#### TASK DESCRIPTION:
Carry on the article below about pension funds on divorce, starting right after its final sentence.

#### DOCUMENT EXTRACT:
-------

After the matrimonial home, pension funds are usually considered to be the second largest matrimonial asset and they often need to be valued and dealt with when negotiating financial settlements between spouses on divorce.

The law

In December 2000, the Welfare Reforms and Pensions Act 1999 came into force and the Court was given the power to make orders in relation to either spouse’s pension fund within the course of divorce proceedings. As a result of this legislation, pension funds have now become a key topic of discussion when financial settlements are being negotiated.

The most common type of order that can be made under the legislation is a Pension Sharing Order whereby the pension fund of one spouse is “shared” with the other spouse into order to create two separate funds. For example, if Mr X’s pension fund is worth £200,000 but Mrs X’s is only worth £100,000, the Court can make an order for a percentage of Mr X’s fund to be given to Mrs X to create equality.

Difficulties in dealing with pensions on divorce

The difficulty in dealing with pension funds on divorce is that the fund in question needs to be valued and each spouse needs to obtain something called a “cash equivalent transfer value” (a CETV) which gives an estimate of the market value of their fund. Once this information has been obtained, it then has to be decided how the fund is to be dealt with and what options are available in the specific case in question.

Whilst a family solicitor can give general advice to a spouse regarding pension funds on divorce and how such funds can be shared, they cannot give specific or detailed advice as to exactly what percentage share any particular spouse should receive. Furthermore, they cannot calculate the CETV or determine whether a CETV provided by a pension company is in fact accurate or a true reflection of the value.

-------

#### DATA EXCERPTS:
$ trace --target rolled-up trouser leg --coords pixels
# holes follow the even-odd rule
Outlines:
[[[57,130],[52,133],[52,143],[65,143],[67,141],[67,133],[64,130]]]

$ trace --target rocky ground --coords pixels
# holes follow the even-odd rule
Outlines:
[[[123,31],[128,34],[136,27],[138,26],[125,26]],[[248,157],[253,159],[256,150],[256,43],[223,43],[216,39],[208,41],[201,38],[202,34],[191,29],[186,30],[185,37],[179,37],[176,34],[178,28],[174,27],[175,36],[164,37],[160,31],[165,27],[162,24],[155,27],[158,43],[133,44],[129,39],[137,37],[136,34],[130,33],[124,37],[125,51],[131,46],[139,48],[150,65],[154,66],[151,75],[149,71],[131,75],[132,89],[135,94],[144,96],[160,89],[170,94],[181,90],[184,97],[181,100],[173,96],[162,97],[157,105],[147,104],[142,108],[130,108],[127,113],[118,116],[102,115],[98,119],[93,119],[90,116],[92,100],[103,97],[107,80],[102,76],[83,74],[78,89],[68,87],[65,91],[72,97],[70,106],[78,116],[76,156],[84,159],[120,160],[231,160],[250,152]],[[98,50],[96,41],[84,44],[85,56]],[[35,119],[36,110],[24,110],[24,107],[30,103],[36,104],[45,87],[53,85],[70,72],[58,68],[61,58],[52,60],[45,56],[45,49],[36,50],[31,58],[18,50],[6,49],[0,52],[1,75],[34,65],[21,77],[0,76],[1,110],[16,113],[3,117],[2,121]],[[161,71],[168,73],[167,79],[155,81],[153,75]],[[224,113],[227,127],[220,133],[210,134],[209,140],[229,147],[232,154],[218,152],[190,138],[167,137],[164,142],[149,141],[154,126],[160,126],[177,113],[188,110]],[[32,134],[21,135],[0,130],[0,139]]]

-------

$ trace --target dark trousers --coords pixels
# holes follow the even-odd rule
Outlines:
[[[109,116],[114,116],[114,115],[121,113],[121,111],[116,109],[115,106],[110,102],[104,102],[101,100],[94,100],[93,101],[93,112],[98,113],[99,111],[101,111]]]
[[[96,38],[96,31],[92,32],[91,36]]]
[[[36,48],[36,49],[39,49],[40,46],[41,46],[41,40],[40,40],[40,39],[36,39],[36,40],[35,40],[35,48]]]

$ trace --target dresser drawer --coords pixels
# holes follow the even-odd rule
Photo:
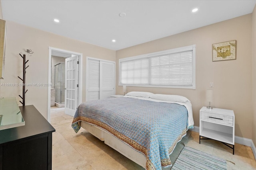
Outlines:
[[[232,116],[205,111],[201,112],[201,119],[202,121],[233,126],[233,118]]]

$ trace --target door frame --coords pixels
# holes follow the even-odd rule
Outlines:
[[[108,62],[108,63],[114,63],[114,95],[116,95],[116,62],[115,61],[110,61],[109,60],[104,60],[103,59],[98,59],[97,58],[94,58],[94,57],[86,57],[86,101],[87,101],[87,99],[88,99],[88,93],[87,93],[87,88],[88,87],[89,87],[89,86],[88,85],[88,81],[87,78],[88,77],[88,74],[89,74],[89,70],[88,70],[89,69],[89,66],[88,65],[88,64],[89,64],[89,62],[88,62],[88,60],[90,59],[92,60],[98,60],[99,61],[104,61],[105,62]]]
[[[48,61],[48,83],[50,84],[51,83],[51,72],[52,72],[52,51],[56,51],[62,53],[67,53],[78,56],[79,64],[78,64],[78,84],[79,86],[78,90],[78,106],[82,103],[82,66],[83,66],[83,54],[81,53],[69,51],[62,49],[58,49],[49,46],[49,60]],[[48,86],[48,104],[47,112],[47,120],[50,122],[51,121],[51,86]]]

-------

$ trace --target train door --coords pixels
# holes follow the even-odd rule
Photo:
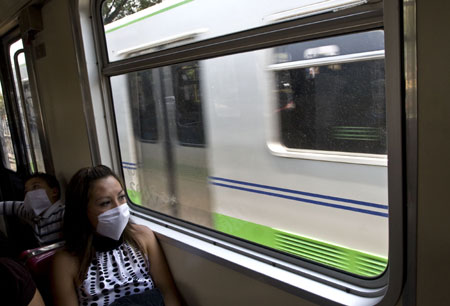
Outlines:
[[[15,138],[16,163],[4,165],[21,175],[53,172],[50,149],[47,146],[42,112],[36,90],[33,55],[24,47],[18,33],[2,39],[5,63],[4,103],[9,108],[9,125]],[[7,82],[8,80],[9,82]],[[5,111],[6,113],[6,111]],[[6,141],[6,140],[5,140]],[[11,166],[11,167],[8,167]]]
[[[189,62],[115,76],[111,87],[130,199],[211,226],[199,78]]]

-------

#### TASK RESULT:
The role of an actuary

Family solicitors can however advise spouses about the possibility of instructing an actuary, or a pension expert as they are commonly known, to prepare something called a ‘pension report’. A pension report will not only set out a detailed analysis of the parties pension funds but it will give options as to how any funds can be shared or offset within any settlement. Actuaries are commonly instructed by the parties on a joint basis to ensure that they prepare an unbiased and fair report.

Our advice

Where pension funds form a large part of the matrimonial assets or are estimated to be substantial in value, we strongly advise clients to instruct an actuary and obtain a pension report. We do this as it ensures that they obtain a more accurate valuation of their fund, as well expert advice as to how the pension fund can be “settled” between them.
A Consent Order (the document that sets out the financial agreement on divorce) is in full and final settlement of all financial claims that either party can make against one and other and it is imperative that the “best” settlement is achieved for all concerned, and instructing an actuary was of assisting with this.

Please contact Lorna Barry or Kirsty Bowers if you would like more information about the issues raised in this article or any aspect of divorce or family law.

Disclaimer: General Information Provided Only.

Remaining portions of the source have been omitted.